Could you format all of the data below as a numbered list, omitting blank lines and leaving out the pictures?
— START OF PROVIDED DATA —
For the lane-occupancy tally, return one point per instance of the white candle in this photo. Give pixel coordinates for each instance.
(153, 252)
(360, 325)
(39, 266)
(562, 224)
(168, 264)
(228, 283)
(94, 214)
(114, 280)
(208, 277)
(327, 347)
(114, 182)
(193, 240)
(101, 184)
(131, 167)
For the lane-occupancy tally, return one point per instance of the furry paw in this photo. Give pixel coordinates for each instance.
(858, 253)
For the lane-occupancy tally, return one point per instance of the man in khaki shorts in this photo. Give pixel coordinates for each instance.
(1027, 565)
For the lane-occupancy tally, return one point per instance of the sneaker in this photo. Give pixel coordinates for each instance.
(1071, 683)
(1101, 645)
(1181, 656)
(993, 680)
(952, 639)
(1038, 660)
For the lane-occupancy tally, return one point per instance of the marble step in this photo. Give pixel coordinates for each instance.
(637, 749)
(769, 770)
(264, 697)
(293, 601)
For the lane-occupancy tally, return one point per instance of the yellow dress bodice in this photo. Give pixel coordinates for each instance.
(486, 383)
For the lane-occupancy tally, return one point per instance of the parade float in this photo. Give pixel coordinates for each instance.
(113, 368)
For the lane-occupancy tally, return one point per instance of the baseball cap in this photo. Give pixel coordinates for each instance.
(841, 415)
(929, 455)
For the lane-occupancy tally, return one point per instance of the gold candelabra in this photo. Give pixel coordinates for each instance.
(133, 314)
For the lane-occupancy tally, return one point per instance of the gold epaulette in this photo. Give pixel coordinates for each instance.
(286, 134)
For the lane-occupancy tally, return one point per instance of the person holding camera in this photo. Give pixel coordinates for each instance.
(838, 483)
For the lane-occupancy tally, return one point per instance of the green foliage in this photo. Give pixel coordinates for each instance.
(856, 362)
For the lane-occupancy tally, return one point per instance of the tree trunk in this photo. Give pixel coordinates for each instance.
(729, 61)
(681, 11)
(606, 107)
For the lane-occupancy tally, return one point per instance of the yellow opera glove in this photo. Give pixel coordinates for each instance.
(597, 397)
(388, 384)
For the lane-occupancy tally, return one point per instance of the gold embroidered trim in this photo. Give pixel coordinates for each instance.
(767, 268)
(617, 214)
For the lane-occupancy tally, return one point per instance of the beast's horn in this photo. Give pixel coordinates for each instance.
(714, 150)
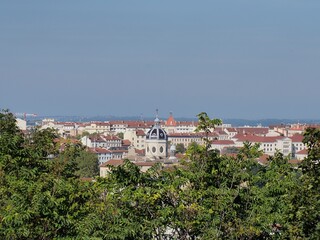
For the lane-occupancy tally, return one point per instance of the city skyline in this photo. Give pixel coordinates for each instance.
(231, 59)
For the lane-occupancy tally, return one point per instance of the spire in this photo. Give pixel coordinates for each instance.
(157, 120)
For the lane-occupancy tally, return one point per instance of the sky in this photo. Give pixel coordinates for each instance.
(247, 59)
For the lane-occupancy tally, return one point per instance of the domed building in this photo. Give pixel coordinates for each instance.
— END OF PROVIDED DATA —
WRITTEN REPLY>
1. For the lane-occupancy tally, return one point per instance of the white candle in this photo. Give pixel coordinates for each instance.
2. (153, 252)
3. (360, 325)
4. (39, 266)
5. (562, 224)
6. (168, 264)
7. (228, 283)
8. (94, 214)
9. (114, 280)
10. (208, 277)
11. (327, 347)
12. (114, 182)
13. (193, 240)
14. (101, 184)
15. (131, 167)
16. For the lane-occupancy tally, return one point per instance of the furry paw in this photo. Give pixel coordinates for each instance.
17. (858, 253)
18. For the lane-occupancy tally, return one point per instance of the man in khaki shorts in this photo. Give pixel coordinates for each instance.
19. (1027, 565)
20. For the lane-occupancy tally, return one point per instance of the sneaker in this photo. Give pixel coordinates for each instance.
21. (1071, 683)
22. (1101, 645)
23. (1181, 656)
24. (993, 680)
25. (952, 639)
26. (1038, 660)
27. For the lane-occupancy tally, return one point per instance of the marble step in this photo. Give pixel coordinates for each instance.
28. (637, 749)
29. (769, 770)
30. (264, 697)
31. (293, 601)
32. For the lane-occupancy tally, return one point per instance of the yellow dress bodice in this photo. Give pixel coordinates for each instance.
33. (486, 383)
34. For the lane-occupancy tally, return one point per instance of the parade float in this photo. Give pixel coordinates for each instance.
35. (113, 368)
36. For the lane-occupancy tally, return one point per instance of the baseball cap in this photo. Give pixel coordinates for each instance.
37. (841, 415)
38. (929, 455)
39. For the lane-occupancy tally, return one point per instance of the gold candelabra in this photo. Give pixel coordinates for each instance.
40. (133, 314)
41. For the lane-occupancy tally, return one point per instance of the gold epaulette in this photo. Give pixel coordinates for each instance.
42. (286, 134)
43. For the lane-occupancy tally, return one point per instance of the person holding camera in this photo. Give pixel coordinates for each instance.
44. (838, 483)
45. For the lane-occupancy tally, return one point per instance of the green foliage in this photo. Give pixel coordinates for each instance.
46. (856, 362)
47. For the lane-occupancy tally, return one point per instance of the tree trunk in this photo. Give pixel coordinates for each instance.
48. (729, 61)
49. (681, 11)
50. (606, 107)
51. For the lane-occupancy tally, return one point per instance of the yellow opera glove in this photo. Give pixel coordinates for each instance.
52. (597, 397)
53. (388, 384)
54. For the lane-occupancy tally, return one point per instance of the gold embroidered trim in this photo. Give pixel coordinates for each instance.
55. (767, 268)
56. (617, 214)
57. For the lane-occupancy tally, return one point per instance of the beast's horn in this photo. Give pixel coordinates for each instance.
58. (714, 150)
59. For the lane-occupancy tally, return one point per instance of the city skyline in this photo. Give pixel coordinates for each instance.
60. (231, 59)
61. For the lane-occupancy tally, return one point per instance of the spire in this photo. Give pixel coordinates for each instance.
62. (157, 120)
63. For the lane-occupancy tally, return one point per instance of the sky in this photo. Give pixel coordinates for each instance.
64. (247, 59)
65. For the lane-occupancy tally, return one point per instance of the domed building in this photo. Give pixel coordinates for each instance.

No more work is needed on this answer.